● THE PROBLEM
Starting at the line that contains "outline: light hardwood floor" and ending at the last line of the records below, turn each line into one string in a JSON list, leaving out blank lines.

● ROWS

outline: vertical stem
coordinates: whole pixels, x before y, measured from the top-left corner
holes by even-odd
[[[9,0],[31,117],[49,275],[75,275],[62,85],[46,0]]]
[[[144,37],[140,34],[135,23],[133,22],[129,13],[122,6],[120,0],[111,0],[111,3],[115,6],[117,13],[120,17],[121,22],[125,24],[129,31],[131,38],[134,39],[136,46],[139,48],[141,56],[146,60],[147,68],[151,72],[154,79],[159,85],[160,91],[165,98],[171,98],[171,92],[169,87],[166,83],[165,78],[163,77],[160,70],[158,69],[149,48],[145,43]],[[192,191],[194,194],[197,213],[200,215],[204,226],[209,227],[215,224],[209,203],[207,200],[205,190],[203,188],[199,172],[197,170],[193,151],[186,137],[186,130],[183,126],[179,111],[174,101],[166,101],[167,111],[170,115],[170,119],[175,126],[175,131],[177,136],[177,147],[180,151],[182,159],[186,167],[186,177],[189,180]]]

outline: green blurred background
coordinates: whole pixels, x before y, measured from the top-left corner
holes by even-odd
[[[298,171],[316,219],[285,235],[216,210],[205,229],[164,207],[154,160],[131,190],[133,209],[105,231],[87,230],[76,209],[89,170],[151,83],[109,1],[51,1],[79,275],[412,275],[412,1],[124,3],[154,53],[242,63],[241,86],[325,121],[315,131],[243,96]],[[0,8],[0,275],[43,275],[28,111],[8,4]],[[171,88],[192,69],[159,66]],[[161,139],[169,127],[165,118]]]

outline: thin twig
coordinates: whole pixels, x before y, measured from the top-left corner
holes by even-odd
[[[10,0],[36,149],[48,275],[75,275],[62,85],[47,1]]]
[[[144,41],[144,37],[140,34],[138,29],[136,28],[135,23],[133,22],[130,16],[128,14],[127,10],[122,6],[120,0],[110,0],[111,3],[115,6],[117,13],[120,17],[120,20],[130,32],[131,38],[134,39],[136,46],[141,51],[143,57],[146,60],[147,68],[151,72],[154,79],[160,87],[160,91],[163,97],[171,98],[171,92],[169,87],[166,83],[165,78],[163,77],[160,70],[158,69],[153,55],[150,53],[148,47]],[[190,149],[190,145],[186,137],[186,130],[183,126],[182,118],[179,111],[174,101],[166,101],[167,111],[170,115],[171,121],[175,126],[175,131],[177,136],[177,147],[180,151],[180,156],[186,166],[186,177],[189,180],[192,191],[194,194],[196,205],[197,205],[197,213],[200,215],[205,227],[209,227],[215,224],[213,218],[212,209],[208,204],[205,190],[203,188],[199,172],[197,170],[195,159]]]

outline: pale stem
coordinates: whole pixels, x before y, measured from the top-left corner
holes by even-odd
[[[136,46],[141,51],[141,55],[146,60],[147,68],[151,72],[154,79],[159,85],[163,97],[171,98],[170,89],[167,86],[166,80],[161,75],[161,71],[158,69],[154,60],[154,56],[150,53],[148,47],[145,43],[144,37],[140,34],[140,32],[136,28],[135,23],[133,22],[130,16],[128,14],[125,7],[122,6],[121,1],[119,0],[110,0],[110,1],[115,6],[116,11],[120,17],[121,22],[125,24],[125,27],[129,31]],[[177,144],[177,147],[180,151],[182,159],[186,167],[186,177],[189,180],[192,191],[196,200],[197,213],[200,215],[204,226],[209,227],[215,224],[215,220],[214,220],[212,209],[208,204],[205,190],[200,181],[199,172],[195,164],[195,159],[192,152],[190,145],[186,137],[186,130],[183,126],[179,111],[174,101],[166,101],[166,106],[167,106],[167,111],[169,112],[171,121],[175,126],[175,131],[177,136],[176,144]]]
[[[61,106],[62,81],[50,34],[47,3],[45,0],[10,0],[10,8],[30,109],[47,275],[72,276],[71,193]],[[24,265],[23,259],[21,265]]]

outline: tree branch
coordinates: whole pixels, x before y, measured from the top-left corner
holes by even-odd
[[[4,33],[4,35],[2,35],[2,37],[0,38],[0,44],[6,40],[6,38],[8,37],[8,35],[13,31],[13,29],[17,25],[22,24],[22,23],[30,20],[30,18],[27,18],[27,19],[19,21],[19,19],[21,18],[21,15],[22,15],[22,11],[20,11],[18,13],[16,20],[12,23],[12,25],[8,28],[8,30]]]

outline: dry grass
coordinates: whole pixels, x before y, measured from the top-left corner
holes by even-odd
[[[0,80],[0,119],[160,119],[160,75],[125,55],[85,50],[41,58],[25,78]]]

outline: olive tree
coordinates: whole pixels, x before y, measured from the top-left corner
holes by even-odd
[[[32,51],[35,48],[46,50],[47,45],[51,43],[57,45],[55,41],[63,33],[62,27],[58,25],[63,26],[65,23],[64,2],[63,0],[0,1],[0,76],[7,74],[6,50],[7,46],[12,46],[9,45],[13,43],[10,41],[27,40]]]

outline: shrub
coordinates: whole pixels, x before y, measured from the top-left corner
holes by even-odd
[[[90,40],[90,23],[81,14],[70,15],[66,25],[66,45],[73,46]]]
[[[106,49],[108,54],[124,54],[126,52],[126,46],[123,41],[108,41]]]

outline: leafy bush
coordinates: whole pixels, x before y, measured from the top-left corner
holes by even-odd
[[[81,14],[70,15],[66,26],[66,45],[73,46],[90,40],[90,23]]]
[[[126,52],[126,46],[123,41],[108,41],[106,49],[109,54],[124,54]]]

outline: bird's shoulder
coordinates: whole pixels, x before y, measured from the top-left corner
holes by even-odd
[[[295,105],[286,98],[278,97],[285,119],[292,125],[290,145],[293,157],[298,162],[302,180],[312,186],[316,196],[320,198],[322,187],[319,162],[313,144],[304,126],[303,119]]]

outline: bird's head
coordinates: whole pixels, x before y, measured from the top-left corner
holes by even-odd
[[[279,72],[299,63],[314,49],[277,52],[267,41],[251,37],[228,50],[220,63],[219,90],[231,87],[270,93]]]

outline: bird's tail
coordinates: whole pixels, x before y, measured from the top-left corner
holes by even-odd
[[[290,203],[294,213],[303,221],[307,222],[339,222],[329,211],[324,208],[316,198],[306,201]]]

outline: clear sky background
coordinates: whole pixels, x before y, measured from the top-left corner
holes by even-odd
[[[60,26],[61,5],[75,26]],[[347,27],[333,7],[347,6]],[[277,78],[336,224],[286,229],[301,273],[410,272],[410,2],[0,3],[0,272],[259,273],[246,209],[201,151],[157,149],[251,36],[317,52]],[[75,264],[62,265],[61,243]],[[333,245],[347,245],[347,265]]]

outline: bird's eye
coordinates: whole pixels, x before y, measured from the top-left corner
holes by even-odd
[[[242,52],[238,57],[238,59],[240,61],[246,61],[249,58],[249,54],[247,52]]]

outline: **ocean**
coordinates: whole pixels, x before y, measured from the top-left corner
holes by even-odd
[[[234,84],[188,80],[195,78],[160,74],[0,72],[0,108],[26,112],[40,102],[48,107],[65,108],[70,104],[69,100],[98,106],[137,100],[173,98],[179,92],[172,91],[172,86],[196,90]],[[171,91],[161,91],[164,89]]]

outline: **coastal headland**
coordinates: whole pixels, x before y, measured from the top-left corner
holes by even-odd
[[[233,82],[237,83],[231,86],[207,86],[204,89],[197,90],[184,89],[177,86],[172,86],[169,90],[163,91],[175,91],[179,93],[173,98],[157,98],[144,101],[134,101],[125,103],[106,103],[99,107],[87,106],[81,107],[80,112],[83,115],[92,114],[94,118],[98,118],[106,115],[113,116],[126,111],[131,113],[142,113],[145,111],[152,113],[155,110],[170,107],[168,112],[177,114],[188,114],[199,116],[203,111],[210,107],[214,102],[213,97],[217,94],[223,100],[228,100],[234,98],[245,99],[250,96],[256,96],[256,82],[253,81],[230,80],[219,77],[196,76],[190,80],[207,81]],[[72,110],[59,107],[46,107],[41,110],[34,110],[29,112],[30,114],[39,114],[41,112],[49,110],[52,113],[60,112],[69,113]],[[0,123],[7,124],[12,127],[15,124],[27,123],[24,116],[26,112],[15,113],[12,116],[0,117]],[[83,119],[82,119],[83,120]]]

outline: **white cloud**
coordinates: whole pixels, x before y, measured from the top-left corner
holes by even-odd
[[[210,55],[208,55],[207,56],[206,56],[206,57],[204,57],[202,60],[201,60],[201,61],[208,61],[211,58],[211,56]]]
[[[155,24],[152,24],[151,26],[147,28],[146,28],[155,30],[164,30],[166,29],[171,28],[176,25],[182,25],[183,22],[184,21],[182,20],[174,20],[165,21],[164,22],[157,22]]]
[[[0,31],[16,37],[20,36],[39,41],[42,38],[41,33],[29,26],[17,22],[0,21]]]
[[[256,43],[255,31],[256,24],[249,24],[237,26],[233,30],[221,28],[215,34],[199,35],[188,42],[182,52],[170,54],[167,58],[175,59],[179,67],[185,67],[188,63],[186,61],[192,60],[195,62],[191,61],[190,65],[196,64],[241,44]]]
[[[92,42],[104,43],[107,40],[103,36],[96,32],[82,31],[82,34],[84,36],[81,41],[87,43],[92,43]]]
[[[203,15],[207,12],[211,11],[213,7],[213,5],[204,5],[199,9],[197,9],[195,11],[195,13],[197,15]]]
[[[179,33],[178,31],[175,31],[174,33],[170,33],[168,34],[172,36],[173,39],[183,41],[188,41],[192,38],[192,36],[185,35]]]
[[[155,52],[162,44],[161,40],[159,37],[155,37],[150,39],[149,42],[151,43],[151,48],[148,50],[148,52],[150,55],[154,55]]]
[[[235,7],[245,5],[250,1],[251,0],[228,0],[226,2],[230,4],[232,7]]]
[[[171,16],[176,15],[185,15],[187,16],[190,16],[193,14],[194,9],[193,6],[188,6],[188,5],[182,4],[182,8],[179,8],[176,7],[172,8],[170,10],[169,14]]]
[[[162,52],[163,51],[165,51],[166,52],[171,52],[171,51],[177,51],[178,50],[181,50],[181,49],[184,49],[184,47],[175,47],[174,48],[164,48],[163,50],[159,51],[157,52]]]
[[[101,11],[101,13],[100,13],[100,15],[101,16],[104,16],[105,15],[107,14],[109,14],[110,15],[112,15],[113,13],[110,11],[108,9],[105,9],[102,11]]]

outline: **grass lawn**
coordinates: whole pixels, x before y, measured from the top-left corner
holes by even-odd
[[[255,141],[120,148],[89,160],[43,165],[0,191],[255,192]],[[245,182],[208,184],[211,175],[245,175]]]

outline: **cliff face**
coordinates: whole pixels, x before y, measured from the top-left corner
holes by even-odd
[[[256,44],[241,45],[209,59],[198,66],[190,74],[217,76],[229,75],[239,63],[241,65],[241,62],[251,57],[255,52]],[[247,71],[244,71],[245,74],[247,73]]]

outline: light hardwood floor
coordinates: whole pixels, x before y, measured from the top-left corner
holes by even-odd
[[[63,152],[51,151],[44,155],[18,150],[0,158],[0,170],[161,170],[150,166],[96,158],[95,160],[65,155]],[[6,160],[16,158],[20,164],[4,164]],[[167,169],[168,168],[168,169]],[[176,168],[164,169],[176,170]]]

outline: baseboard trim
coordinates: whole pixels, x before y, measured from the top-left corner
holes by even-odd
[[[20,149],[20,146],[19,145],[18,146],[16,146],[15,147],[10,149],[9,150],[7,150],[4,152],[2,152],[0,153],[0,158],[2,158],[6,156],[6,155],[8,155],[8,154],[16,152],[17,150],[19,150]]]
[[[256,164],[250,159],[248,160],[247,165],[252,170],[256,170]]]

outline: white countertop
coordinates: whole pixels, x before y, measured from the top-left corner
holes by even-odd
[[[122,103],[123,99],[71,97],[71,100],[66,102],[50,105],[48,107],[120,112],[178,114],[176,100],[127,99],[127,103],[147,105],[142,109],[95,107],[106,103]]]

● WRITTEN ANSWER
[
  "outline: light hardwood floor",
  "coordinates: whole pixels, x before y, measured from the top-left corner",
  "holes by even-odd",
  "[[[63,152],[51,151],[44,155],[18,150],[0,158],[0,170],[161,170],[150,166],[96,158],[95,160],[65,155]],[[6,160],[16,158],[20,164],[4,164]],[[167,169],[168,168],[168,169]],[[176,168],[164,169],[176,170]]]",
  "outline: baseboard trim",
  "coordinates: whole pixels, x before y, measured from the top-left corner",
  "holes by even-odd",
  "[[[20,149],[20,146],[19,145],[18,146],[16,146],[15,147],[10,149],[9,150],[7,150],[4,152],[2,152],[0,153],[0,158],[2,158],[6,156],[6,155],[8,155],[8,154],[16,152],[17,150],[19,150]]]",
  "[[[256,164],[250,159],[248,160],[247,165],[252,170],[256,170]]]",
  "outline: white countertop",
  "coordinates: whole pixels, x before y, measured from the top-left corner",
  "holes by even-odd",
  "[[[122,103],[123,99],[71,97],[71,100],[66,102],[50,105],[48,107],[120,112],[178,114],[176,100],[127,99],[127,103],[147,105],[142,109],[95,107],[106,103]]]"
]